Mr. Harper contends in claim three that his rights have been violated in the following ways: Dr. Turpen refused to examine Mr. Harper on each and every visit to the emergency room at Southwest Memorial Hospital; Dr. Turpen denied Mr. Harper treatment on July 30, 2013, for head trauma because Mr. Harper filed a discrimination complaint with the Colorado Department of Regulatory Agencies in 2012; emergency medical technician Scott Anderson, who is not named as a defendant, threatened Mr. Harper on April 26, 2014, with insertion of a catheter and sexually assaulted Mr. Harper by stripping him naked while he was strapped to a gurney; and Southwest Memorial Hospital was negligent in failing to protect Mr. Harper from sexual assault while being treated in the emergency room.
---
### Exercises to complete
- a) Copy the part of the claim summary from "Mr. Harper contends" up to and including "the emergency room.".
- b) For each statement, say yes or no to whether the claim summary agrees with it, and quote the words that settle it: (i) Scott Anderson is named as a defendant; (ii) the discrimination complaint was filed with the Colorado Department of Regulatory Agencies in 2012; (iii) treatment for head trauma was denied on April 26, 2014.

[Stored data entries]
---
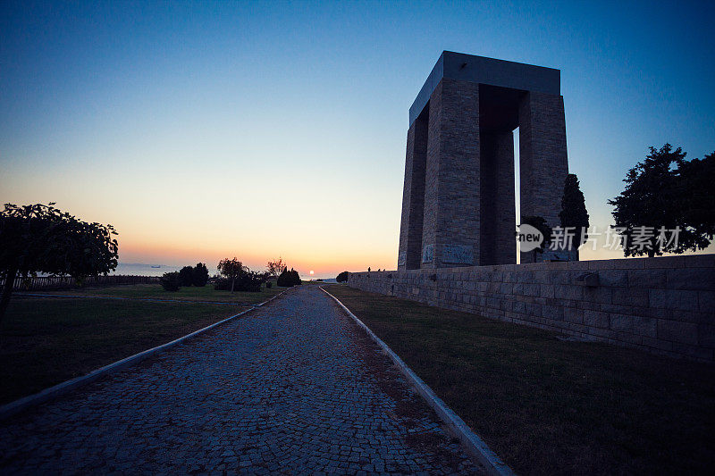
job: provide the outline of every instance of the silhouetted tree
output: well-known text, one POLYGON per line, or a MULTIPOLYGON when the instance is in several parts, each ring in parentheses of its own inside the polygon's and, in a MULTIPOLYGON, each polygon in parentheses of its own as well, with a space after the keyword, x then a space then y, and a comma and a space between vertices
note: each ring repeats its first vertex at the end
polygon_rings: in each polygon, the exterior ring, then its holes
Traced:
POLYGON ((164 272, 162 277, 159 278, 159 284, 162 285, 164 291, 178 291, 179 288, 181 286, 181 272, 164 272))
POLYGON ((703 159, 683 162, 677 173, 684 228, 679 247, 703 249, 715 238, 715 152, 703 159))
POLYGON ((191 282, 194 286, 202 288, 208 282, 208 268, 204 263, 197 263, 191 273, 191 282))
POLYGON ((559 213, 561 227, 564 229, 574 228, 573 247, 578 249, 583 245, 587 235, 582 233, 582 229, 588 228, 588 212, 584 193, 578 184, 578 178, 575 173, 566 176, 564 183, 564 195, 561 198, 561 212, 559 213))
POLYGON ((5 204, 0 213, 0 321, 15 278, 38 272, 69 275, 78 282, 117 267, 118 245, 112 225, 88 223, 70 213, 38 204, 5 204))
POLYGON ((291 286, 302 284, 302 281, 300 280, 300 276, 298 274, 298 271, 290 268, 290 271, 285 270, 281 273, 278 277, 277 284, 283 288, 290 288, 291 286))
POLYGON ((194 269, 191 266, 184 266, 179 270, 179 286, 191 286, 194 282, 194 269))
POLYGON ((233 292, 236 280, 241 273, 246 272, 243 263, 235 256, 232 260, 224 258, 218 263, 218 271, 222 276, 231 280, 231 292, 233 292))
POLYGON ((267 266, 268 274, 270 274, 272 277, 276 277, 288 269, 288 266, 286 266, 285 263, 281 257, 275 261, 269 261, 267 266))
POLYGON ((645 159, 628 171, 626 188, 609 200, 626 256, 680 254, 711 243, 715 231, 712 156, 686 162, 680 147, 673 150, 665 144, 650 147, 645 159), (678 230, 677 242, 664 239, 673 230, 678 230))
---
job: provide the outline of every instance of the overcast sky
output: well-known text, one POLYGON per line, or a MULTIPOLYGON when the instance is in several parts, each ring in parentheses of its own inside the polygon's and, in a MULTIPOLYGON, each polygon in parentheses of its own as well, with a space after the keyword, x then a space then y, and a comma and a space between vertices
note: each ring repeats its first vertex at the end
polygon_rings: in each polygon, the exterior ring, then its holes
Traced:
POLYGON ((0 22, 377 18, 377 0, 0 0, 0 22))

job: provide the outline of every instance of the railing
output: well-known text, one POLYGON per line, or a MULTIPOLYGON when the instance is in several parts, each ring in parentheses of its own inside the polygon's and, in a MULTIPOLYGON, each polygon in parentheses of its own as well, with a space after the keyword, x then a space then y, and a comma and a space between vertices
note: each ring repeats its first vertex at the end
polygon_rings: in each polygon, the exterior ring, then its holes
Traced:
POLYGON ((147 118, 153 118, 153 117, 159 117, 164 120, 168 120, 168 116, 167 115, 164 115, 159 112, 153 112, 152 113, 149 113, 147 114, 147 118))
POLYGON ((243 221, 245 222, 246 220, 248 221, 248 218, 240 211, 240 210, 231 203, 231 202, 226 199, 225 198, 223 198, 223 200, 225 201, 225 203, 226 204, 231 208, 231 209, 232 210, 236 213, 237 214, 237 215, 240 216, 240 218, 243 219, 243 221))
---
### Answers to the problems
- a)
Mr. Harper contends in claim three that his rights have been violated in the following ways: Dr. Turpen refused to examine Mr. Harper on each and every visit to the emergency room at Southwest Memorial Hospital; Dr. Turpen denied Mr. Harper treatment on July 30, 2013, for head trauma because Mr. Harper filed a discrimination complaint with the Colorado Department of Regulatory Agencies in 2012; emergency medical technician Scott Anderson, who is not named as a defendant, threatened Mr. Harper on April 26, 2014, with insertion of a catheter and sexually assaulted Mr. Harper by stripping him naked while he was strapped to a gurney; and Southwest Memorial Hospital was negligent in failing to protect Mr. Harper from sexual assault while being treated in the emergency room.

- b)
(i) No: "who is not named as a defendant"
(ii) Yes: "because Mr. Harper filed a discrimination complaint with the Colorado Department of Regulatory Agencies in 2012"
(iii) No: "Dr. Turpen denied Mr. Harper treatment on July 30, 2013, for head trauma"